** BEGIN **

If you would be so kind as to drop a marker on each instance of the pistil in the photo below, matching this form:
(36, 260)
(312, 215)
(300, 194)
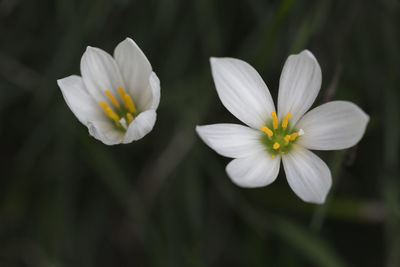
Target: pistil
(123, 115)
(279, 137)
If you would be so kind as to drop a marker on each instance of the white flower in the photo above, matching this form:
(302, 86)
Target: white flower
(258, 149)
(116, 97)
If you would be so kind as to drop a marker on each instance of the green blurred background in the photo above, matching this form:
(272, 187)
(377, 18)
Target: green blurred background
(68, 200)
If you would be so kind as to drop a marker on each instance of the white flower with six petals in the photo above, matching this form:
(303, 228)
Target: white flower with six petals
(258, 149)
(116, 97)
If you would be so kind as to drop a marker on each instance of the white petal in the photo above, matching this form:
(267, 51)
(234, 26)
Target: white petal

** END **

EXERCISE:
Return all of the data above line for line, unchanged, but leave out the pictures.

RESPONSE:
If you would be so kind as to drop a marker on each instance of the pistil in the photo below, matching this form:
(36, 260)
(312, 215)
(300, 194)
Target: pistil
(123, 115)
(279, 137)
If you would be so kind as to drop a marker on each instance of the white flower in the photo above, matching this form:
(302, 86)
Target: white flower
(258, 149)
(116, 97)
If you would be so kind as to drop a marker on each instance of the green blurred background in the photo above, matching this form:
(272, 187)
(377, 18)
Target: green blurred background
(68, 200)
If you would be so kind as to drop a marker on each instance of the white flower with six petals in the photo above, matching this form:
(303, 228)
Target: white flower with six petals
(258, 149)
(116, 97)
If you would be so kind as to drop a marker on each instance of the white petal in the photo above, matching this form:
(267, 51)
(234, 26)
Target: white petal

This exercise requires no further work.